Given records
----
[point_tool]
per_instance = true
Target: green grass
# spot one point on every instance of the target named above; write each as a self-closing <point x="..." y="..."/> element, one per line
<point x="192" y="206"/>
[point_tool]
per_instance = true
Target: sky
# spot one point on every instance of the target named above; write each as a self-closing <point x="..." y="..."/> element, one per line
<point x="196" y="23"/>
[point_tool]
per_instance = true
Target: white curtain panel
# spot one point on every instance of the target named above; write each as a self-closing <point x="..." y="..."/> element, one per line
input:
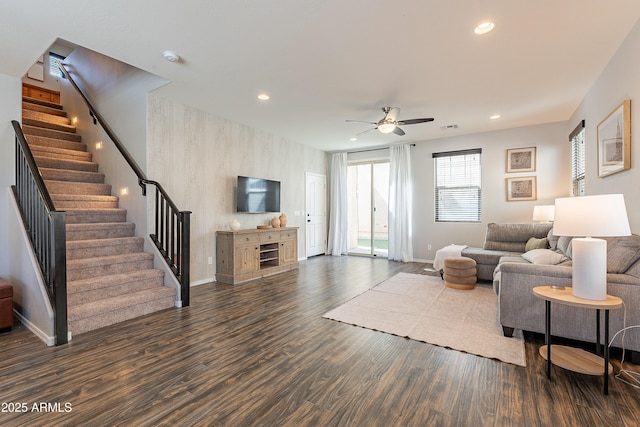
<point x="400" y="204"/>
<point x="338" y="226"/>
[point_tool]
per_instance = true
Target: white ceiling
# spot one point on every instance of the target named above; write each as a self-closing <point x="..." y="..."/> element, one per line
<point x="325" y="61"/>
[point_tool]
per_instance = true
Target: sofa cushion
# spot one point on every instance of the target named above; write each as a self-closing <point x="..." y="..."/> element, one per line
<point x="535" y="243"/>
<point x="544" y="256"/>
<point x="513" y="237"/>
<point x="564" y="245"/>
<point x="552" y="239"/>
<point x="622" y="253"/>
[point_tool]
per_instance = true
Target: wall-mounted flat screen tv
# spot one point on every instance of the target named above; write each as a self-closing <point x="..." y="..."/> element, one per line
----
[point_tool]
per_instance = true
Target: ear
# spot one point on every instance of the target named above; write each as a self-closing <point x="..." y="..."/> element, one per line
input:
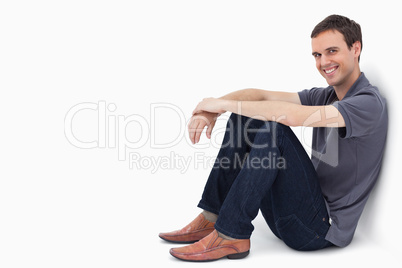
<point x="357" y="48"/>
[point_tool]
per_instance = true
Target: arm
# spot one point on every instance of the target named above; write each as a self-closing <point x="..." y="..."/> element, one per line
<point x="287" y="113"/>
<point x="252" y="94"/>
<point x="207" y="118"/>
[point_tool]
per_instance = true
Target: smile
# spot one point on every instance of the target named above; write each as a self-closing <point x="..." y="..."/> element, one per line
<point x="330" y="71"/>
----
Task goal
Find each line in the material above that contains the word "white" and copy those lines out, matching case exactly.

Result of the task
Target: white curtain panel
Target: white ceiling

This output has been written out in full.